__REQUIRED WORK__
A – In the text on postural orthostatic tachycardia syndrome, who first introduced the term "POTS," and in what year?
B – Write the next few sentences of the text on postural orthostatic tachycardia syndrome, picking up after its last sentence.

__STUDY TEXT__
══════

Cardiovascular risk factors:
Regarding the cardiovascular risk factors encountered in our study: 30% of patients are smokers, 20% are diabetic, and 2 patients are obese.
Factors contributing to dysautonomia:
Many factors contribute to POT syndrome according to many studies some of them are found in our study
Functional signs of dysautonomia:
Orthostatic intolerance is the most frequently encountered symptom in POT syndrome, followed by palpitations and dizziness. The other symptoms are less seen in this dysautonomia.
Autonomic nervous system exploration results:
The population of POT syndrome studied had a special autonomic profile with, for most of our patients: normal vagal activity, central alpha and beta hyperactivity and peripheral alpha sympathetic hypo activity Therapeutic approaches:
For our population the therapeutic approach was based on symptomatic treatment initially in particular; abundant drinks, lower limb muscle building, high salt diet, our results are that a check-up will be proposed in 6 months to see the evolution under treatment.
Over the past two decades, the number of publications on POT syndrome has consistently raised. However, it is uncertain whether this increase is due to the syndrome being recognized as a distinct clinical condition or because of the emergence of a new epidemic in developed nations. The heightened interest in POTS stems from its significant impact on patient's quality of life and the ongoing challenges in its diagnosis and treatment.(18)
Postural orthostatic tachycardia syndrome (POTS) is a relatively common but less well-known form of cardiovascular autonomic disorder. It is characterized by an excessive increase in heart rate upon standing, symptoms of orthostatic intolerance, and occasional episodes of syncope. The syndrome predominantly affects younger individuals, with women comprising about 80% of cases. Prevalence estimates in the U.S. range from 0.2% to 1.0%, translating to approximately 500,000 patients, while data from Europe remain largely unavailable.(19) (20) (21)
Schondorf and Low first introduced the term «POTS» in 1993 from the Mayo Clinic to describe sudden-onset idiopathic pan-dysautonomia, marked by hyperadrenergic circulatory symptoms and abnormal heart rate acceleration upon standing. However, similar conditions are documented earlier in medical history. (22)
In 1871, Da Costa published observations on abnormal postural tachycardia, typically occurring after intestinal infections, combat injuries, or excessive exertion among young soldiers during the American Civil War, which he termed "an irritable heart." In subsequent years, sporadic case reports described young individuals, often women, with characteristic postural tachycardia and reduced physical exercise capacity, though their long-term prognosis remained unclear.(23) (24)

══════

__LISTED RECORDS__

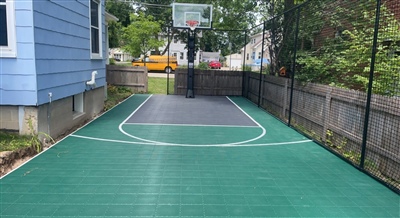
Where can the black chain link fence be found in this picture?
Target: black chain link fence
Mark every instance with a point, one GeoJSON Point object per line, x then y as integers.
{"type": "Point", "coordinates": [334, 74]}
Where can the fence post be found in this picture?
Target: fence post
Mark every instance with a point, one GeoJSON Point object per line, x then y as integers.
{"type": "Point", "coordinates": [371, 79]}
{"type": "Point", "coordinates": [244, 61]}
{"type": "Point", "coordinates": [294, 65]}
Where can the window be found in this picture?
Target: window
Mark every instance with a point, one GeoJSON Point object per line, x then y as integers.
{"type": "Point", "coordinates": [95, 29]}
{"type": "Point", "coordinates": [77, 105]}
{"type": "Point", "coordinates": [8, 42]}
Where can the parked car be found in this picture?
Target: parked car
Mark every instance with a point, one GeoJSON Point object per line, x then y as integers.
{"type": "Point", "coordinates": [214, 65]}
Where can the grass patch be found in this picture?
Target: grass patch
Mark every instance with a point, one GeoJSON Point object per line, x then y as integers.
{"type": "Point", "coordinates": [116, 94]}
{"type": "Point", "coordinates": [159, 85]}
{"type": "Point", "coordinates": [13, 141]}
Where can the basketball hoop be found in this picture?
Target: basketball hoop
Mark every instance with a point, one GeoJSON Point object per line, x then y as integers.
{"type": "Point", "coordinates": [192, 24]}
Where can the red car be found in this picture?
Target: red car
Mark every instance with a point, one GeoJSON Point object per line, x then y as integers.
{"type": "Point", "coordinates": [214, 65]}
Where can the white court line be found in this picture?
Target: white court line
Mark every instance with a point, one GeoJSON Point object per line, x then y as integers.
{"type": "Point", "coordinates": [191, 125]}
{"type": "Point", "coordinates": [71, 134]}
{"type": "Point", "coordinates": [165, 143]}
{"type": "Point", "coordinates": [192, 145]}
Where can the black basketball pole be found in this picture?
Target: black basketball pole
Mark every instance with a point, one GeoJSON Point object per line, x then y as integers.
{"type": "Point", "coordinates": [190, 77]}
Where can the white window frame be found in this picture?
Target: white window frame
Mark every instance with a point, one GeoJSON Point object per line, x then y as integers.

══════

__OUTPUTS IN ORDER__
A – Schondorf and Low introduced it in 1993.

B –
Following their 1993 report, the Mayo Clinic group proposed diagnostic criteria for POTS, which included a heart rate increase of more than 30 beats per minute or a rate exceeding 120 beats per minute within the first 5 minutes of standing, along with symptoms of orthostatic intolerance. These criteria were later endorsed, with minor modifications, by major international neurological, autonomic, and cardiological societies.(25)
The diagnostic criteria for POTS are largely consistent across different consensus documents. However, many experts highlight that there may be overlap between POTS and other conditions, such as orthostatic hypotension, vasovagal syncope, panic disorders, psychogenic pseudo syncope, chronic fatigue syndrome, Ehlers-Danlos syndrome, and cardiac arrhythmias, which should be taken into account in more complex cases.(26)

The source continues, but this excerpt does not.